• [EXERCISE INSTRUCTIONS]
1 – In the article about Wang Chien-ming's shoulder injury, why is US$4 million the lowest contract the Yankees could offer him for next season?
2 – Continue the article about Wang Chien-ming's shoulder injury from the point where it stops.

• [TEXT BLOCK]
┄┄┄┄┄┄
C.C. Sabathia was showered, dressed and ready to leave Tropicana Field after a disappointing performance in a 6-2 Yankees loss to the Tampa Bay Rays. He had already talked about his effort, saying he had pitched horribly, without fastball command, failing to give a hot team a chance to win.
Then Sabathia learned that Wang Chien-ming would need season-ending shoulder surgery. Instantly, his mood turned from frustrated to compassionate.
“Missing a year, going through the stuff he was going through when he was here; it just stinks he’s not going to be here,” Sabathia said. “We really need him. He’s a great pitcher.”
At least, Wang used to be a great pitcher, when he was the No. 1 starter on the playoff teams of 2006 and 2007. Now Wang’s future is unknown, and he may have thrown his last pitch for the Yankees.
Manager Joe Girardi said Dr James Andrews was to operate on Wang’s shoulder capsule in Birmingham, Alabama, yesterday. Girardi said Wang would miss the rest of this season, but the extent of his absence beyond that would be determined after the procedure. Girardi has already acknowledged that Wang has rotator cuff damage.
If the outlook is bleak enough, the Yankees could make Wang a free agent by not offering him a contract for next season. He made US$5 million this year and is eligible for arbitration. By rule, the Yankees can offer no less than a 20 percent pay cut, or US$4 million.
“I feel for him,” Johnny Damon said. “As a team, you always have to try to rise above any circumstance. But for him personally, he’s had a chance to pitch well in the big leagues for a few years, and you just hope it’s not over. You hope he can recoup what he’s had in the past and go on and pitch another 10 years, whether it’s for us or someone else.”
Wang felt pain in his shoulder on July 4, while pitching against Toronto in the sixth inning at Yankee Stadium. He gave up a home run to Adam Lind and lasted one more pitch, a sinker that came in disturbingly slow.
Wang had struggled all season, going on the disabled list in April for weakness in his hips as the Yankees searched for a tangible reason to send him to the minors. But the July 4 game was the first sign of shoulder issues.
┄┄┄┄┄┄
(Referring expression pointing data)
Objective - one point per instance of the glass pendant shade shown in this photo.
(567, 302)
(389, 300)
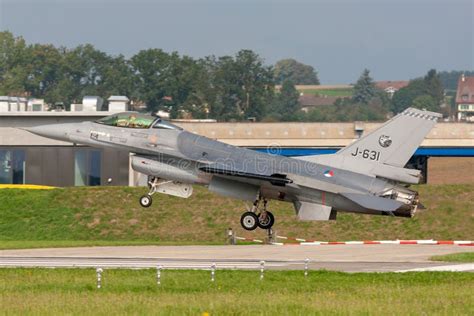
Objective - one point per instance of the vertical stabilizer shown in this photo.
(394, 142)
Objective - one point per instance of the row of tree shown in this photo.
(227, 87)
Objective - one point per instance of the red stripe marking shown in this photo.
(445, 242)
(408, 242)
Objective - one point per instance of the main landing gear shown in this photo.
(255, 218)
(153, 185)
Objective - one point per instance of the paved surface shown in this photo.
(349, 258)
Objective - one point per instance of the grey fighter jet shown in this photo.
(366, 177)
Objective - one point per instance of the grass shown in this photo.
(456, 257)
(346, 92)
(63, 291)
(112, 216)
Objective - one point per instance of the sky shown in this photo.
(395, 40)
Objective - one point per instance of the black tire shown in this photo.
(249, 221)
(268, 222)
(150, 179)
(146, 201)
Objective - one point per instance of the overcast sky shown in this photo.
(394, 39)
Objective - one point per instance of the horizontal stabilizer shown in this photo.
(373, 202)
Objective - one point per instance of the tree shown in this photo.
(425, 102)
(298, 73)
(241, 86)
(364, 89)
(287, 101)
(430, 85)
(14, 55)
(449, 79)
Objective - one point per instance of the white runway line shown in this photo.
(81, 263)
(451, 268)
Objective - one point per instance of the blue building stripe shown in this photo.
(425, 151)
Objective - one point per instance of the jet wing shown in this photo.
(275, 179)
(373, 202)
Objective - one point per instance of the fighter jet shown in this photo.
(366, 177)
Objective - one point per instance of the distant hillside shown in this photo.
(112, 214)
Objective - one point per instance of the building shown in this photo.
(13, 104)
(390, 87)
(118, 103)
(465, 99)
(26, 158)
(309, 101)
(29, 159)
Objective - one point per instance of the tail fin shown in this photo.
(394, 142)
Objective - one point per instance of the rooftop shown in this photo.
(397, 84)
(465, 92)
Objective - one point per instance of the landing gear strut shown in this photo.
(153, 185)
(255, 218)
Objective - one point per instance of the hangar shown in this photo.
(29, 159)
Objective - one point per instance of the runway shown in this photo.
(347, 258)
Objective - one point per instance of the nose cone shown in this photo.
(54, 131)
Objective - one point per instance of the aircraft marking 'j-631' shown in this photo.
(366, 177)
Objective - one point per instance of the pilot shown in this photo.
(132, 121)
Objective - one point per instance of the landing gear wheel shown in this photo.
(146, 201)
(249, 221)
(266, 222)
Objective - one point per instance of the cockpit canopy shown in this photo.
(136, 120)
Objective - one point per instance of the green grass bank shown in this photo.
(73, 291)
(112, 216)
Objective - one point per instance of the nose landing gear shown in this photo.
(153, 185)
(252, 219)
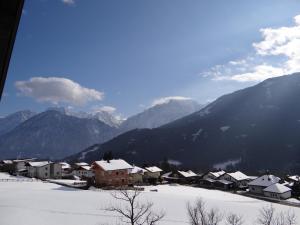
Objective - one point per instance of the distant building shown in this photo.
(44, 170)
(278, 191)
(66, 169)
(6, 166)
(214, 175)
(111, 172)
(83, 172)
(152, 174)
(178, 176)
(258, 185)
(239, 179)
(136, 175)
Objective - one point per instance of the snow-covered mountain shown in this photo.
(11, 121)
(257, 128)
(53, 134)
(161, 114)
(101, 115)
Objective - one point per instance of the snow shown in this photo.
(153, 169)
(39, 164)
(218, 174)
(265, 181)
(188, 173)
(224, 128)
(114, 164)
(195, 135)
(39, 203)
(277, 188)
(174, 162)
(238, 175)
(137, 169)
(223, 165)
┄┄┄┄┄┄
• [WRITTEN ANSWERS]
1 – Wang made US$5 million this year and is eligible for arbitration. By rule, the Yankees cannot offer him more than a 20 percent pay cut, so US$4 million is the least they can offer.

2 –
“He never said anything about his shoulder until that day,” said the pitching coach, Dave Eiland. “He came out of the game and said, ‘Shoulder,’ and it caught all of us off guard. That was the best game he had pitched all year, and you were like, ‘OK, he may have turned the corner.’ Then all of a sudden, bam.”
Wang had shoulder surgery in 2001, when he was in the minor leagues, and he lost two months to a shoulder problem as a rookie in 2005. But this problem might have been an indirect result of the devastating foot injury he sustained rounding third base in Houston on June 15 last season.
Wang tore a tendon in his right foot and sustained a mid-foot sprain of the Lisfranc ligament, an unusual baseball injury that comes without warning. The injury had no direct effect on his shoulder, of course, but the resulting inactivity and change to his routine seem to have had untold consequences.
“They always say once you get seriously hurt one time, you start changing your body moves and everything,” Damon said. “Maybe he started doing something different when he threw. Who knows?”
Girardi said there was no way to tell exactly why Wang’s shoulder gave out. But considering his many physical problems and his generally woeful performance (a 1-6 record and a 9.64 earned run average), Wang’s year has been painful on many levels.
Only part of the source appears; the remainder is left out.